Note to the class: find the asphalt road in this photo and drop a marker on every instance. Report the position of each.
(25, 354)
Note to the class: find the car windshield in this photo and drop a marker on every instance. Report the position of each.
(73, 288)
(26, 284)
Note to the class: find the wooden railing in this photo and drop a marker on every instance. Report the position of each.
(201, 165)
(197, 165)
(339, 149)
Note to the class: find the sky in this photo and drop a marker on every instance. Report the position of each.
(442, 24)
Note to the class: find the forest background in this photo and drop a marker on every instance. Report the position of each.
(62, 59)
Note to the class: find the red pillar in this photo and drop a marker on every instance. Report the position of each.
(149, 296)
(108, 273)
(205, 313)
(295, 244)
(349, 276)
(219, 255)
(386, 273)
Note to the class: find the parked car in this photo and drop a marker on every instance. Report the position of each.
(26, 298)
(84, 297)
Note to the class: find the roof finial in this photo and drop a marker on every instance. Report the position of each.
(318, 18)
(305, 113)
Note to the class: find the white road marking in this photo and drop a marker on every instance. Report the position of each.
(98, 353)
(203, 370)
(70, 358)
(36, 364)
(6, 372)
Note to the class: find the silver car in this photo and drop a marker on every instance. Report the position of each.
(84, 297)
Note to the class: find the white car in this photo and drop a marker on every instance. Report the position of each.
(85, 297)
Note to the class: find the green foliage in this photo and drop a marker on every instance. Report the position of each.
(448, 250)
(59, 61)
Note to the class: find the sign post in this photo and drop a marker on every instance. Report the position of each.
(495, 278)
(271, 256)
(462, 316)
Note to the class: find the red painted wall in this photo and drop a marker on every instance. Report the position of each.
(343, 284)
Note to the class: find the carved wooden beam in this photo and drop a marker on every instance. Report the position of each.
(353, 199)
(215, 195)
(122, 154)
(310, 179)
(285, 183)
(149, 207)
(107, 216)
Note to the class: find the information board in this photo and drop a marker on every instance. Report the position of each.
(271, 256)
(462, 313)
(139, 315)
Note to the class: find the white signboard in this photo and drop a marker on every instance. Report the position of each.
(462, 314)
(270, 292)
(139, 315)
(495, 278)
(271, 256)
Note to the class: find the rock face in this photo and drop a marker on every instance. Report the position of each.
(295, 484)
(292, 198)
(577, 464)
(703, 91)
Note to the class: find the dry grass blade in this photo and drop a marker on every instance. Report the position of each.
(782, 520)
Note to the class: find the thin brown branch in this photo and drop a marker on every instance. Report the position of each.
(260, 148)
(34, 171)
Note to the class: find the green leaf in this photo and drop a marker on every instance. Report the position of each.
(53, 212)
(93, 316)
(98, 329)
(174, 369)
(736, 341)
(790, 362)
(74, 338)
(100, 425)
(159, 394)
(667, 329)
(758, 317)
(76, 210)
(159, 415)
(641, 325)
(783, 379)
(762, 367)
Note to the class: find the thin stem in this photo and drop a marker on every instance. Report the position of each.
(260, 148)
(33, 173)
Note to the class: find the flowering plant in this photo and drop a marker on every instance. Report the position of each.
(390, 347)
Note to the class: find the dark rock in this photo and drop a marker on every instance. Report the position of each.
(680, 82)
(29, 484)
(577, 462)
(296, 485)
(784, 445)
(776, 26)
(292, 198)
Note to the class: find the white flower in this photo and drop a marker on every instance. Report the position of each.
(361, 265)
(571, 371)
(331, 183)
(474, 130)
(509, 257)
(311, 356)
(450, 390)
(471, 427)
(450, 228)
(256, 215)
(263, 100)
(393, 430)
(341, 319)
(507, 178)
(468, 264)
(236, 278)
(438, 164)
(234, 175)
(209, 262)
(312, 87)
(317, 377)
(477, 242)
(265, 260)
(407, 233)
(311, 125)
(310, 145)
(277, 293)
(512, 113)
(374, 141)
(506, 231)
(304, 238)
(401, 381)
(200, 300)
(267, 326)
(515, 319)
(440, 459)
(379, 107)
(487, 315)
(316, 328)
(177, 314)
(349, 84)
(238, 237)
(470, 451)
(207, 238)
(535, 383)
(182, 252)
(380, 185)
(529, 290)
-- -- --
WHAT THE EXERCISE ASKS: Could you reproduce, word for word, the data from the line holding "Note to the class: find the dark" through the final line, inclusive?

CORRECT ANSWER:
Note to the class: find the dark rock in this photo and drop a marker on every instance. Report the position of each.
(680, 82)
(29, 484)
(577, 462)
(296, 485)
(784, 445)
(776, 26)
(292, 198)
Note to the class: find the white flower in this photo and drop a marker on every instance. Report the position of each.
(361, 265)
(571, 371)
(331, 183)
(474, 130)
(509, 257)
(311, 356)
(450, 390)
(471, 427)
(450, 228)
(256, 215)
(263, 100)
(393, 430)
(341, 319)
(507, 178)
(468, 264)
(236, 278)
(438, 164)
(234, 175)
(209, 262)
(312, 87)
(317, 377)
(477, 242)
(265, 260)
(407, 233)
(311, 125)
(310, 145)
(277, 293)
(512, 113)
(374, 141)
(506, 231)
(304, 238)
(401, 381)
(200, 300)
(267, 326)
(515, 319)
(440, 459)
(379, 107)
(487, 315)
(316, 328)
(177, 314)
(349, 84)
(238, 237)
(470, 451)
(207, 238)
(535, 383)
(182, 252)
(380, 185)
(529, 290)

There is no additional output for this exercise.